TEXT FOR ANALYSIS:
========================================================================

In Chapter 2, Joseph focuses on a particular kind of splitting known as projective identification, and the way in which it can be used as a defence against various intolerable feelings. Sometimes analytic patients cope with painful feelings about their analysts by a fantasy of incorporating them; they unconsciously adopt their voices, opinions, ways of behaving, and so on. Joseph pays careful attention to how we get rid of painful thoughts and feelings, including those created in analysis, as our psychic defences begin to shift, and the way in which, having got rid of them by attributing them to someone else, we then experience ourselves as rather empty and hollow.
In Chapter 3, on the next stage of development, the ‘depressive position’, Priscilla Roth describes the stage of mental development that evolves from that of the paranoid-schizoid position. Klein described this as a particular set of anxieties, and defences against these anxieties, which begin when a child is about four months old as a result of neurological maturation of the brain. In her view, the baby becomes able to develop a complex, three-dimensional view of his object which supersedes the earlier feeling that it is either ideally good or wholly bad. The consequences of this development are profound: dread lest his hate for his object should have been too strong for his love for it, and guilt at having damaged it, which can lead to a realistic appraisal of the object, respect for its separateness and an urge to repair it. This represents the arrival of a moral universe and the basis of creativity. Roth shows how painful and precarious this development is, and how difficult it is for anyone to bear for very long. We all use defences – typically, manic defences that devalue the object, or regression to more primitive states of dividing our objects into perfect and wholly bad ones – against this pain. The two ‘positions’ oscillate in our minds throughout life. The normal paranoid-schizoid position is essential for maintaining healthy discrimination between good and bad, and for what could be life-saving responses of fight and flight in the face of danger. It gives clarity, intensity and vividness to experience.

========================================================================

EXERCISE INSTRUCTIONS:
1. According to the psychoanalysis passage, at what age does Klein say the depressive position's anxieties begin?
2. For each statement, say whether the psychoanalysis passage supports it. Answer yes or no and quote the deciding words.
(a) Joseph wrote Chapter 3.
(b) The two positions oscillate in our minds throughout life.
(c) After attributing painful feelings to someone else, we feel full and complete.
3. Translate this sentence from the psychoanalysis passage into Spanish: "This represents the arrival of a moral universe and the basis of creativity."
The material after this point comes from a separate source.

EXTRACTED MATERIAL:
========================================================================

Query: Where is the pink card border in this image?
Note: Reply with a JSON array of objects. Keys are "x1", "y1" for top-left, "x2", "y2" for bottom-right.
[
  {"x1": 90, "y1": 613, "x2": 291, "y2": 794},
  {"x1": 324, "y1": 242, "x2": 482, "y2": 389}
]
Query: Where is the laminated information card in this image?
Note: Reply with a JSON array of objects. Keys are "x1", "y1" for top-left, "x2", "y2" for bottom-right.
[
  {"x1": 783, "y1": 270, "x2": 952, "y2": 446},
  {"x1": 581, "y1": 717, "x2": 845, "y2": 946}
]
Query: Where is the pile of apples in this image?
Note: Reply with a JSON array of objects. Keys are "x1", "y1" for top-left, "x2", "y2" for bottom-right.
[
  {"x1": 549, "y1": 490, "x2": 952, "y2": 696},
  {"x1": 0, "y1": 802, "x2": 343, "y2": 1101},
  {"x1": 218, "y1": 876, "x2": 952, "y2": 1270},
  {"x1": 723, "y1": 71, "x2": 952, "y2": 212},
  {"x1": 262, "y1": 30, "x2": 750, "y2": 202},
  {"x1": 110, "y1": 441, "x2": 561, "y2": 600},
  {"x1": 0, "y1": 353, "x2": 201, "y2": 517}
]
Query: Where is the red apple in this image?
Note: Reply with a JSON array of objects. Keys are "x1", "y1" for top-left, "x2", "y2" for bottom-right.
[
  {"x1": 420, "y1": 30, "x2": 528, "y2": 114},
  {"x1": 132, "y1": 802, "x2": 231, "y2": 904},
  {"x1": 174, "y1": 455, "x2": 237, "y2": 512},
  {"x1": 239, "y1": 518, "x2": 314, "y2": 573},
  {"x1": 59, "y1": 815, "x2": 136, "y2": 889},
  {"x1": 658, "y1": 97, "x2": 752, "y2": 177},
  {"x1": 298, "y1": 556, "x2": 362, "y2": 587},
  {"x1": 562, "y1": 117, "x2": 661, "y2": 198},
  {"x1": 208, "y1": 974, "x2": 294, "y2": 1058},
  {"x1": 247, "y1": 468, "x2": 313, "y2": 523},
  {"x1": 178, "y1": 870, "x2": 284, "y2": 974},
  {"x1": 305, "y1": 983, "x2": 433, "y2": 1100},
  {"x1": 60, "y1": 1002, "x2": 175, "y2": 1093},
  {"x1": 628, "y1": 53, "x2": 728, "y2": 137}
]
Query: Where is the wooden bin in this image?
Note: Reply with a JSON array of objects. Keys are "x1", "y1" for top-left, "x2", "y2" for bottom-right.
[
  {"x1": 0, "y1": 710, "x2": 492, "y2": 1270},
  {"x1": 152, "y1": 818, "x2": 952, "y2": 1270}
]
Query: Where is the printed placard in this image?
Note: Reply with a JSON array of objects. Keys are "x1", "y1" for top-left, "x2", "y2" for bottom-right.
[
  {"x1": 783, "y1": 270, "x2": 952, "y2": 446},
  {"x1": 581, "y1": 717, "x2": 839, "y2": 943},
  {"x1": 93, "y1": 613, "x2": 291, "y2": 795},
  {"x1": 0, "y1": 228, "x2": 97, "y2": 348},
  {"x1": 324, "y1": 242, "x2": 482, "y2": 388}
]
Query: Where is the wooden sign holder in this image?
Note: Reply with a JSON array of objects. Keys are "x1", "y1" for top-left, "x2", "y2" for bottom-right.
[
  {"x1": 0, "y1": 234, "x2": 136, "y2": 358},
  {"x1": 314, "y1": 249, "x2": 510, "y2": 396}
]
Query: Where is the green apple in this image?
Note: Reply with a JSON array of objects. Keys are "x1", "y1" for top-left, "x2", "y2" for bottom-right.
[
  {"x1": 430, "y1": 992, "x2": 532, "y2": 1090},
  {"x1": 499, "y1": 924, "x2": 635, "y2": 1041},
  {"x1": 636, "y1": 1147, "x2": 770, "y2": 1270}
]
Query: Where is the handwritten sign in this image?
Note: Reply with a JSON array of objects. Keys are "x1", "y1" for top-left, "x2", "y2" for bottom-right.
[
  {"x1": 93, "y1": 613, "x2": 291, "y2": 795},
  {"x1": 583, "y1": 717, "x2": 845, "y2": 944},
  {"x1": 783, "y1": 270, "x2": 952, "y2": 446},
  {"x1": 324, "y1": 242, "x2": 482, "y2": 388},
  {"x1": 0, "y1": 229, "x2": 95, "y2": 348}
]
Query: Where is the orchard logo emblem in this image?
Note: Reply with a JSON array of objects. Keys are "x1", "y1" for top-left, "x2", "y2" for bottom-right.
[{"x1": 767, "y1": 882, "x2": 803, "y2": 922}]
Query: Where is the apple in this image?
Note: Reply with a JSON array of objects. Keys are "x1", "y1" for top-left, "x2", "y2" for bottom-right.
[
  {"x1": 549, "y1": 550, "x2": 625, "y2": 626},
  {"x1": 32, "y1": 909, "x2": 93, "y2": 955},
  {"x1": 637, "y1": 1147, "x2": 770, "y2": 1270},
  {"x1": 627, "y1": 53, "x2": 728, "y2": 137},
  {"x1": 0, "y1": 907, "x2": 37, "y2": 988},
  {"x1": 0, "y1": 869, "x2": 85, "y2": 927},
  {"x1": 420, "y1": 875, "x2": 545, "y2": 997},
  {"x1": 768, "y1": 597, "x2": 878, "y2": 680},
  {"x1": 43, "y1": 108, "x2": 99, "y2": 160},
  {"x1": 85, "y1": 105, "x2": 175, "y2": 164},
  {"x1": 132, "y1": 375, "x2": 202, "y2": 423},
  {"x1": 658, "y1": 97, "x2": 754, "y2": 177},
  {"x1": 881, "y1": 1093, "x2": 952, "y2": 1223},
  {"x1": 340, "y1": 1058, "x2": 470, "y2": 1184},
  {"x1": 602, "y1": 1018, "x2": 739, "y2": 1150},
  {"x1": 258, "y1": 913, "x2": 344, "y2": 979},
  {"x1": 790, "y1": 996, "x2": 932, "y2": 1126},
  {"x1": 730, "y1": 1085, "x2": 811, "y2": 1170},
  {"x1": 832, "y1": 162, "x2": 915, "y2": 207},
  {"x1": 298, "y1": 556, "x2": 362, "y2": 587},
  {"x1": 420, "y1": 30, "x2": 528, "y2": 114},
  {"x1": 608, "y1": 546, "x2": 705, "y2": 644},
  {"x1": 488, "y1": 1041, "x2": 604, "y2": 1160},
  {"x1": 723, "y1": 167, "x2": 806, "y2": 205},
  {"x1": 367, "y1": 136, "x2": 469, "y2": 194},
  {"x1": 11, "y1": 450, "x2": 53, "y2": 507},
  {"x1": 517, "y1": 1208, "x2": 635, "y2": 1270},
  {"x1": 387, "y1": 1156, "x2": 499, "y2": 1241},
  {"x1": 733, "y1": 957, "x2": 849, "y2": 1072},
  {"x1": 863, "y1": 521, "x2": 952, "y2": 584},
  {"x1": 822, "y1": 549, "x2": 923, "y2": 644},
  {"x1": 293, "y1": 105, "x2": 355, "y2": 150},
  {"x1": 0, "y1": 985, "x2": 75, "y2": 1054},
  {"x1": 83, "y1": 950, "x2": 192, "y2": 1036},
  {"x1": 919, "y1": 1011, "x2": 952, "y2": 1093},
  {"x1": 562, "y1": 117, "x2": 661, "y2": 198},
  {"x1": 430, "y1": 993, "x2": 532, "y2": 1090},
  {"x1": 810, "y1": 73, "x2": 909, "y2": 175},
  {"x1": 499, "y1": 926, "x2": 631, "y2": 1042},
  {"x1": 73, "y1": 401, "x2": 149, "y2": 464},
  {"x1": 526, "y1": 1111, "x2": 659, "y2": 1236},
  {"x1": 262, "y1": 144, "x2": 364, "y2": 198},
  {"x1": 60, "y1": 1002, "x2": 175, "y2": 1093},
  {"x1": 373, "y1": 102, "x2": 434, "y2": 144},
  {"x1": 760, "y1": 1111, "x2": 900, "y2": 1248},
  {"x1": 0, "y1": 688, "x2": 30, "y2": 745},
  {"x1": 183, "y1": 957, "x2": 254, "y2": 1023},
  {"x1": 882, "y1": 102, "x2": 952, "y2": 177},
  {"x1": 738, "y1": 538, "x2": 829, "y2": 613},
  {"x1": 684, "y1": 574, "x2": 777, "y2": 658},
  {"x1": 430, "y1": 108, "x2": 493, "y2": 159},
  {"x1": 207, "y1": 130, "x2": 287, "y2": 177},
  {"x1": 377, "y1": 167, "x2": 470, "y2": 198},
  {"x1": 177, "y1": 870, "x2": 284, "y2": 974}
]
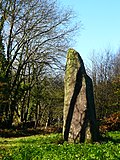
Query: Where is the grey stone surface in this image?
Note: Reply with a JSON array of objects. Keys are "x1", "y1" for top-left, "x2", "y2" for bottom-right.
[{"x1": 63, "y1": 49, "x2": 99, "y2": 143}]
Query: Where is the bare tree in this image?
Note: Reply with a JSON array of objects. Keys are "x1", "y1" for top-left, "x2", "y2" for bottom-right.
[{"x1": 0, "y1": 0, "x2": 78, "y2": 125}]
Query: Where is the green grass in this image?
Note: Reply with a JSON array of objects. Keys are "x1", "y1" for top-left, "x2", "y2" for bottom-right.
[{"x1": 0, "y1": 131, "x2": 120, "y2": 160}]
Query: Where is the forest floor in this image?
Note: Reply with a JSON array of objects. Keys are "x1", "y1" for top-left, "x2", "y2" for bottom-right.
[{"x1": 0, "y1": 131, "x2": 120, "y2": 160}]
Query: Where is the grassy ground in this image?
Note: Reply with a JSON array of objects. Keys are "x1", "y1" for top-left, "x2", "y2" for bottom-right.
[{"x1": 0, "y1": 131, "x2": 120, "y2": 160}]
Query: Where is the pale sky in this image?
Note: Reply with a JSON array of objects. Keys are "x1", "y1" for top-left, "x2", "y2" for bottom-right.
[{"x1": 58, "y1": 0, "x2": 120, "y2": 61}]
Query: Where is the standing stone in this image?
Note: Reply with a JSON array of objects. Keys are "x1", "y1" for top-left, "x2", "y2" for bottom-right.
[{"x1": 63, "y1": 49, "x2": 98, "y2": 143}]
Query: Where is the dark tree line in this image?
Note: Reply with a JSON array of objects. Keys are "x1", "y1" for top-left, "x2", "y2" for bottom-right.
[
  {"x1": 91, "y1": 50, "x2": 120, "y2": 119},
  {"x1": 0, "y1": 0, "x2": 78, "y2": 127}
]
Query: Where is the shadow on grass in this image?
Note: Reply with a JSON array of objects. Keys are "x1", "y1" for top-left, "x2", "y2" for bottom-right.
[{"x1": 100, "y1": 131, "x2": 120, "y2": 144}]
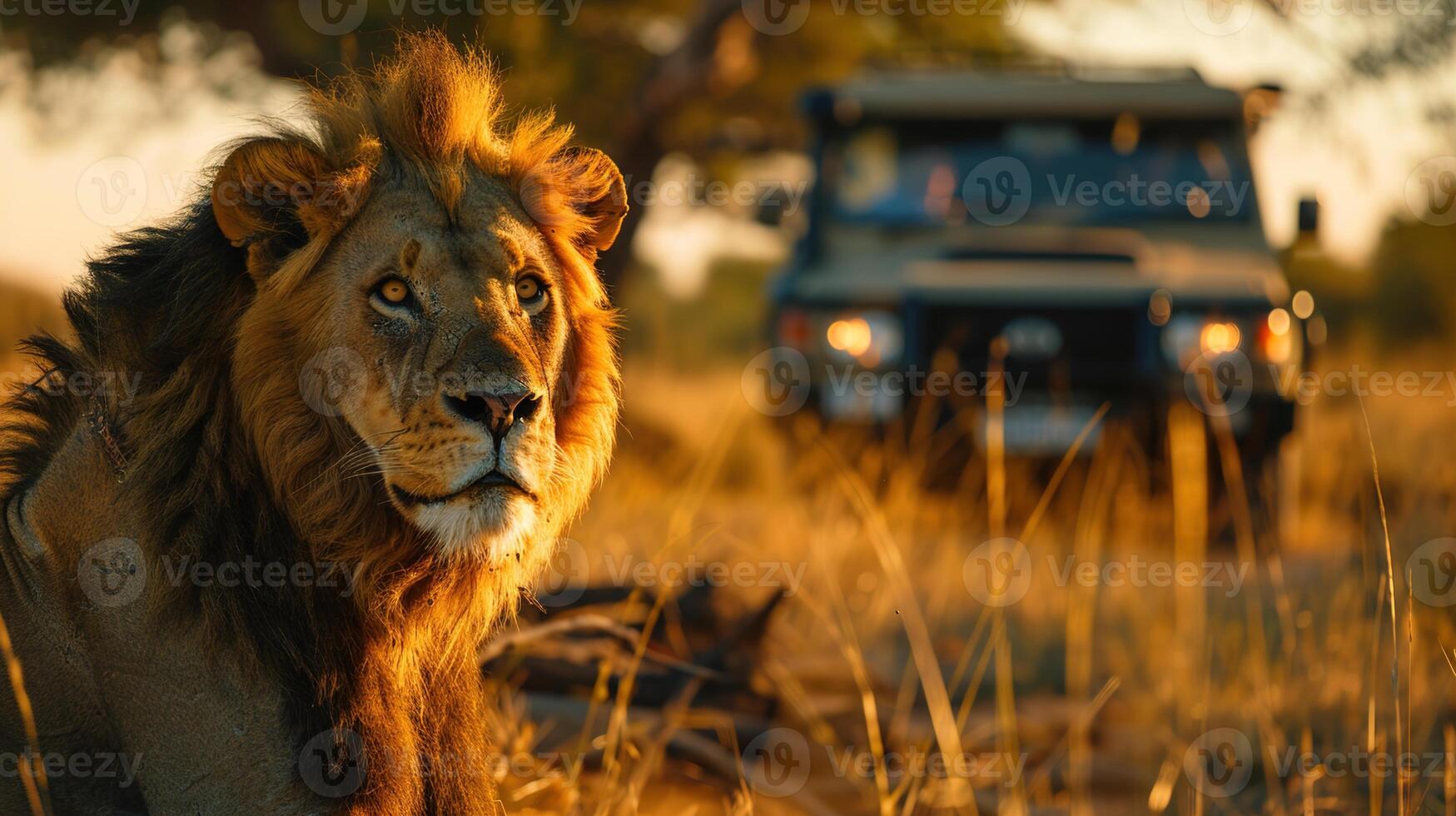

========================================================================

ANSWERS BY ITEM:
1. When a child is about four months old.

2.
(a) No: "In Chapter 3, on the next stage of development, the ‘depressive position’, Priscilla Roth describes the stage of mental development"
(b) Yes: "The two ‘positions’ oscillate in our minds throughout life."
(c) No: "we then experience ourselves as rather empty and hollow"

3. Esto representa la llegada de un universo moral y la base de la creatividad.